== PROBLEM DETAILS ==
The whole of the data must be transcribed exactly.

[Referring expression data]
###
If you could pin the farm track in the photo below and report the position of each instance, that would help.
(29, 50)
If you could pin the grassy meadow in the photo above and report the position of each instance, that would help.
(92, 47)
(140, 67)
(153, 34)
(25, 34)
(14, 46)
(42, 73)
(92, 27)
###
== ANSWER TO THIS TASK ==
If you could pin the farm track in the photo below and report the position of each instance, that would help.
(29, 50)
If you could pin the grassy meadow in the photo above and report the position of each instance, that would help.
(92, 47)
(140, 67)
(153, 34)
(25, 34)
(14, 46)
(42, 73)
(92, 27)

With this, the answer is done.